# [Lesetext]
-*-*-

Roth-Radetzkymarsch

Der aus dem ostgalizischen Brody (heute Westukraine) stammende österreichische Schriftsteller Joseph Roth hat mit dem Roman Radetzkymarsch 1932 anhand der Geschichte einer aus Slowenien stammenden Bauernfamilie namens Trotta die an den Rändern der Donaumonarchie herrschenden Bedingungen in Literatur gegossen.

Ahnenreihe der Familie, die 1916 beinahe zeitgleich mit dem österreichischen Kaiser Franz Joseph ausstarb, in fünf Generationen:

Bauer in Slowenien > Gärtner im Schloss Laxenburg > Retter des Kaisers in Solferino 1859, geadelt > Bezirkshauptmann in Mähren > Leutnant in der Habsburgarmee

Der Roman zeigt die meritokratischen Aufstiegsmöglichkeiten innerhalb der Donaumonarchie, der Lebensretter von Franz Joseph in Solferino wird geadelt und bekommt ein Gut, sein Sohn wird Bezirkshauptmann einer mährischen Kleinstadt auf Lebenszeit, dessen Sohn wiederum kann auch ohne Begabung Leutnant in der Armee werden und wird in Galizien in der Nähe Russlands stationiert, wo er säuft, Geld verspielt und eine verheiratete Frau in Wien als Liebhaberin hat. Als seine hohen Schulden zurückgefordert werden, gelingt es seinem Vater (Sohn des Helden von Solferino) bei einer kaiserlichen Audienz, dass der Kaiserhof die Rückzahlung der Schulden regelt.

-*-*-

(Einträge zur Beschriftung von Begrenzungsrahmen)
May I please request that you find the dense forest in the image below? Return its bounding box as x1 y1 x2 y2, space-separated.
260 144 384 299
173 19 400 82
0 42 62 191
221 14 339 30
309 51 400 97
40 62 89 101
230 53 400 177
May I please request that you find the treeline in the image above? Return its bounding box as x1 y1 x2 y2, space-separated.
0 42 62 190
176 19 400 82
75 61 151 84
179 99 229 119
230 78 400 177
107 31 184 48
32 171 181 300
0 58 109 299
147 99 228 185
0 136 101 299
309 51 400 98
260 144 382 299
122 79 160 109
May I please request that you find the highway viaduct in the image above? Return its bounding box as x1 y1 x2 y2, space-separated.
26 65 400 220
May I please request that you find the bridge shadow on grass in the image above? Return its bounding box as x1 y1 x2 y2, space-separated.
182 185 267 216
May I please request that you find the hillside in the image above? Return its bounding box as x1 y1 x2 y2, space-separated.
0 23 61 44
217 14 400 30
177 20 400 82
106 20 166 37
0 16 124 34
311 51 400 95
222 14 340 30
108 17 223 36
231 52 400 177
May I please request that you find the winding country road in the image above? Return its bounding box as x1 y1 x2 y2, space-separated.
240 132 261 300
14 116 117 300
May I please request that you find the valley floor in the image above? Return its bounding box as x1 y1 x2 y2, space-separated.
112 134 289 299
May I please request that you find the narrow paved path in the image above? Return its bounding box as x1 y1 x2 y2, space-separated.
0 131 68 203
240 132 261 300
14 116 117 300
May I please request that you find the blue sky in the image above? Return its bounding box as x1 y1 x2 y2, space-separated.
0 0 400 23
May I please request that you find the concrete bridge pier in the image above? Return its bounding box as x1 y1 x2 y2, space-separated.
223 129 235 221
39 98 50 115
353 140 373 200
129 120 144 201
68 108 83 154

-*-*-

# [Aufgaben]
a. Welche Stellungen nehmen die fünf Generationen der Familie Trotta laut dem Lesetext über den Radetzkymarsch nacheinander ein?
b. Führen Sie den Lesetext über Joseph Roths Roman Radetzkymarsch nach seinem letzten Satz weiter.

# [Ergebnisse je Aufgabe]
a.
1. Bauer in Slowenien
2. Gärtner im Schloss Laxenburg
3. Retter des Kaisers in Solferino 1859, geadelt
4. Bezirkshauptmann in Mähren
5. Leutnant in der Habsburgarmee

b.
Vorgestellt wird in oft langen Beschreibungen eine Männergesellschaft, in der Frauen Mütter, Ehefrauen, Liebhaberinnen oder Prostituierte sind. Auch Kleinadelige wie Carl Joseph von Trotta als Baron (der letzte Spross) kann Ehefrauen verführen, wie er will, und die Ehemänner können praktisch nichts dagegen ausrichten, sie müssen es erdulden (in diesem Fall ein Wachmann und später ein geisteskranker Adeliger).

Roth arbeitet den Niedergang der Donaumonarchie anhand von Bildern heraus. Die Schwäche Einzelner wird zum Symbol der Schwäche der Monarchie.
Unsere Großväter haben uns nicht viel Kraft hinterlassen, wenig Kraft zum Leben, es reicht gerade noch, um unsinnig zu sterben.
Andererseits wird die alte Monarchie mit der heraufdämmernden Moderne kontrastiert:
Damals, vor dem großen Kriege, da sich die Begebenheiten zutrugen, von denen auf diesen Blättern berichtet wird, war es noch nicht gleichgültig, ob ein Mensch lebte oder starb. Wenn einer aus der Schar der Irdischen ausgelöscht wurde, trat nicht sofort ein anderer an seine Stelle, um den Toten vergessen zu machen, sondern eine Lücke blieb, wo er fehlte ... heutzutage lebt [man] von der Fähigkeit, schnell und nachdrücklich zu vergessen.
Über den aufkommenden Nationalismus und das Schicksal der Vielvölkermonarchie:
Die Zeit will uns nicht mehr! Diese Zeit will sich erst selbständige Nationalstaaten schaffen! Man glaubt nicht mehr an Gott. Die neue Religion ist der Nationalismus. Die Völker gehn nicht mehr in die Kirchen. Sie gehn in nationale Vereine. ... Der deutsche Kaiser regiert, wenn Gott ihn verläßt, immer noch; eventuell von der Gnade der Nation. Der Kaiser von Österreich-Ungarn darf nicht von Gott verlassen werden. Nun aber hat ihn Gott verlassen!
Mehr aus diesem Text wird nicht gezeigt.